The task
Gather every line from the entries below that contains the word "paper" and list those lines.

-- start of Source data --

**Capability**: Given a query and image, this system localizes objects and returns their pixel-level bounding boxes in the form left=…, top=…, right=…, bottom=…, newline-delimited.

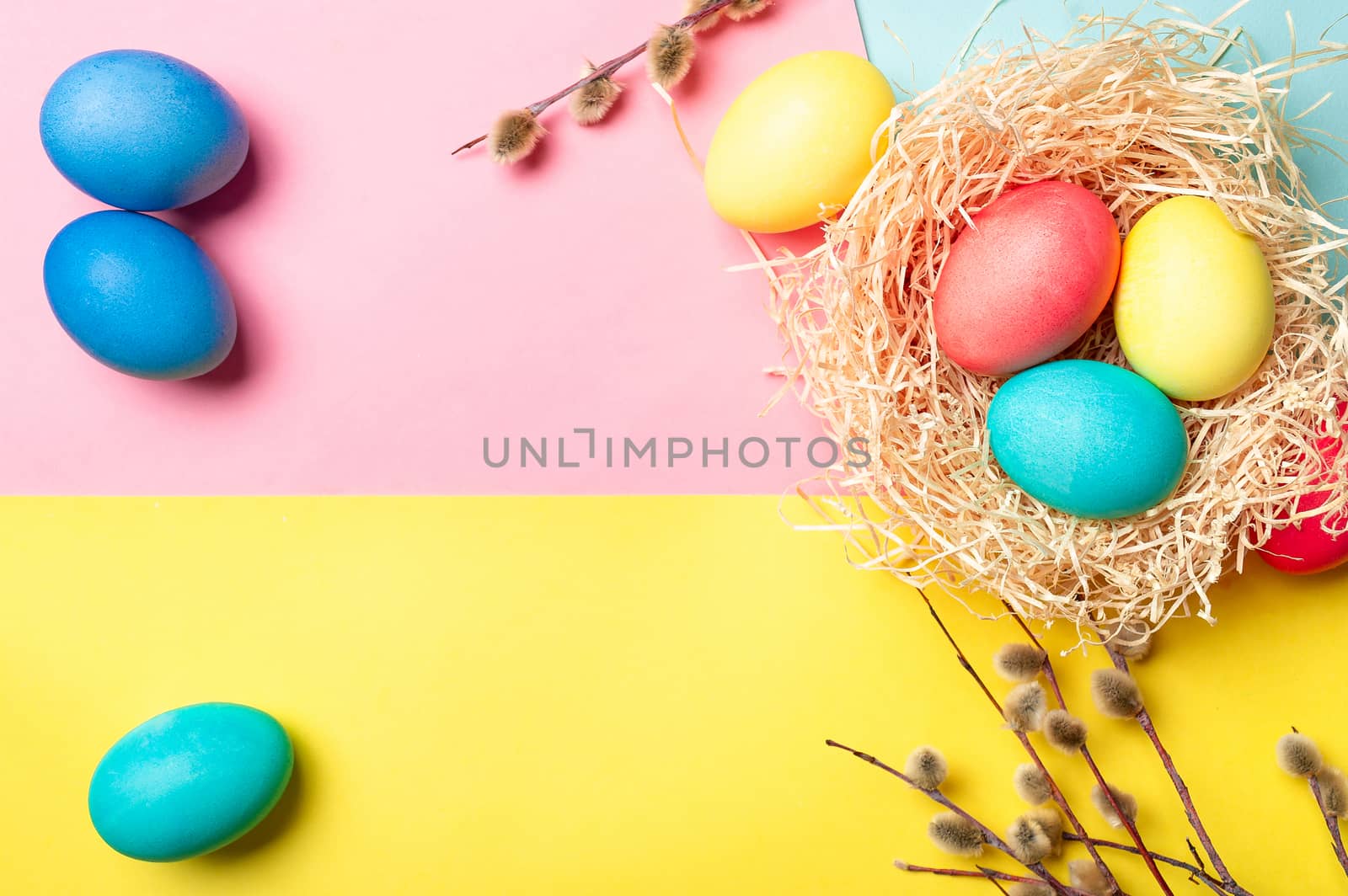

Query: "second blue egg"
left=42, top=211, right=238, bottom=380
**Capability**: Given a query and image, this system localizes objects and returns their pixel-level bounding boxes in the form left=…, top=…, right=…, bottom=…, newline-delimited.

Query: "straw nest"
left=770, top=8, right=1348, bottom=637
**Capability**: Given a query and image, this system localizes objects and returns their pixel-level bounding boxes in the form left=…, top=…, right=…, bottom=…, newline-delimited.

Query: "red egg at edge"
left=1259, top=403, right=1348, bottom=575
left=933, top=180, right=1121, bottom=376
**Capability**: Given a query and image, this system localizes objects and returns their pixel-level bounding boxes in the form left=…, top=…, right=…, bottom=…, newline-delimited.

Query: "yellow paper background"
left=0, top=497, right=1348, bottom=896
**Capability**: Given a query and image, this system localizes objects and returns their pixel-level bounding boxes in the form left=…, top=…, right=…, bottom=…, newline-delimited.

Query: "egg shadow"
left=163, top=125, right=270, bottom=391
left=170, top=140, right=261, bottom=231
left=201, top=746, right=306, bottom=865
left=179, top=284, right=254, bottom=391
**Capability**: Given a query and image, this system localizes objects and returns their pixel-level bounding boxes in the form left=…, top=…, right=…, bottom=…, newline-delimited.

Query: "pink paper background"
left=0, top=0, right=863, bottom=493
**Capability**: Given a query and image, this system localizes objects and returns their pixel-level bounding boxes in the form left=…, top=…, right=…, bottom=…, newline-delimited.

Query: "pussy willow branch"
left=1002, top=601, right=1174, bottom=896
left=918, top=591, right=1121, bottom=896
left=1105, top=644, right=1251, bottom=896
left=894, top=862, right=1081, bottom=893
left=1062, top=834, right=1231, bottom=896
left=824, top=739, right=1081, bottom=896
left=1306, top=775, right=1348, bottom=874
left=450, top=0, right=735, bottom=155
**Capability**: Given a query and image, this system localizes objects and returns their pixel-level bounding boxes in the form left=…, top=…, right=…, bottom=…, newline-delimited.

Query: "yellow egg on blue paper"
left=705, top=51, right=894, bottom=233
left=1114, top=195, right=1274, bottom=402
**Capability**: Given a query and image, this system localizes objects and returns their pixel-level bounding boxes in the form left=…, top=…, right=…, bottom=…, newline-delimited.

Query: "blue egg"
left=988, top=361, right=1189, bottom=519
left=89, top=703, right=295, bottom=862
left=40, top=50, right=248, bottom=211
left=42, top=211, right=238, bottom=380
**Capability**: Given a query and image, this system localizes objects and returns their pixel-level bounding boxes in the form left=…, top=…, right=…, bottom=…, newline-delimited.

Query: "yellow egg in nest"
left=1114, top=195, right=1274, bottom=402
left=705, top=51, right=894, bottom=233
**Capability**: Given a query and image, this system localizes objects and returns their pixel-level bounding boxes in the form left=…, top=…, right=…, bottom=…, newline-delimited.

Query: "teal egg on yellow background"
left=988, top=360, right=1189, bottom=519
left=89, top=703, right=294, bottom=862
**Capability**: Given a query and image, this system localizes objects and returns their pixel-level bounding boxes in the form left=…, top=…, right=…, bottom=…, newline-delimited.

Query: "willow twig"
left=1105, top=644, right=1251, bottom=896
left=1062, top=834, right=1231, bottom=894
left=450, top=0, right=735, bottom=155
left=1306, top=775, right=1348, bottom=874
left=1002, top=601, right=1174, bottom=896
left=894, top=860, right=1085, bottom=896
left=824, top=739, right=1078, bottom=893
left=918, top=590, right=1121, bottom=893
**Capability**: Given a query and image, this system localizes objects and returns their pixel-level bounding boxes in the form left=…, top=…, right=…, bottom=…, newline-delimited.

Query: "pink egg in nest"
left=1259, top=403, right=1348, bottom=575
left=933, top=180, right=1121, bottom=376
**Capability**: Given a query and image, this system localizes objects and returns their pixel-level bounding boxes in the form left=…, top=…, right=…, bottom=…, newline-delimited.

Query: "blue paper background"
left=856, top=0, right=1348, bottom=216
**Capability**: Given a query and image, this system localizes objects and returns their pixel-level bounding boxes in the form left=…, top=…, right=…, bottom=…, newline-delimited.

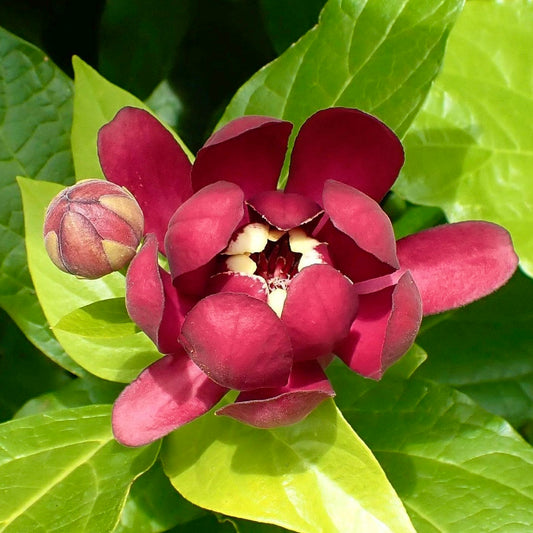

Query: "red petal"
left=126, top=234, right=193, bottom=353
left=112, top=352, right=227, bottom=446
left=313, top=220, right=395, bottom=283
left=323, top=180, right=400, bottom=268
left=335, top=272, right=422, bottom=379
left=248, top=191, right=322, bottom=230
left=281, top=265, right=357, bottom=361
left=98, top=107, right=192, bottom=251
left=165, top=181, right=244, bottom=278
left=180, top=292, right=292, bottom=390
left=192, top=116, right=292, bottom=198
left=398, top=221, right=518, bottom=315
left=208, top=272, right=268, bottom=302
left=285, top=107, right=404, bottom=205
left=216, top=361, right=335, bottom=428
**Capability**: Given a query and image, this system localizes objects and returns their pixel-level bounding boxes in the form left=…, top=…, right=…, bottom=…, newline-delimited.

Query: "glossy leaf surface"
left=0, top=28, right=83, bottom=373
left=396, top=0, right=533, bottom=276
left=219, top=0, right=462, bottom=139
left=418, top=272, right=533, bottom=428
left=330, top=366, right=533, bottom=533
left=20, top=179, right=160, bottom=382
left=0, top=406, right=158, bottom=533
left=72, top=57, right=189, bottom=180
left=162, top=401, right=414, bottom=533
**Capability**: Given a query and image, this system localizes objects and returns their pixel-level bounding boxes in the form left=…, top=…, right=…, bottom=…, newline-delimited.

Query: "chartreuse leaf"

-- end of Source data --

Task output
Query: "yellow paper background"
Query: "pink paper background"
Query: "yellow egg on blue paper"
Query: "blue paper background"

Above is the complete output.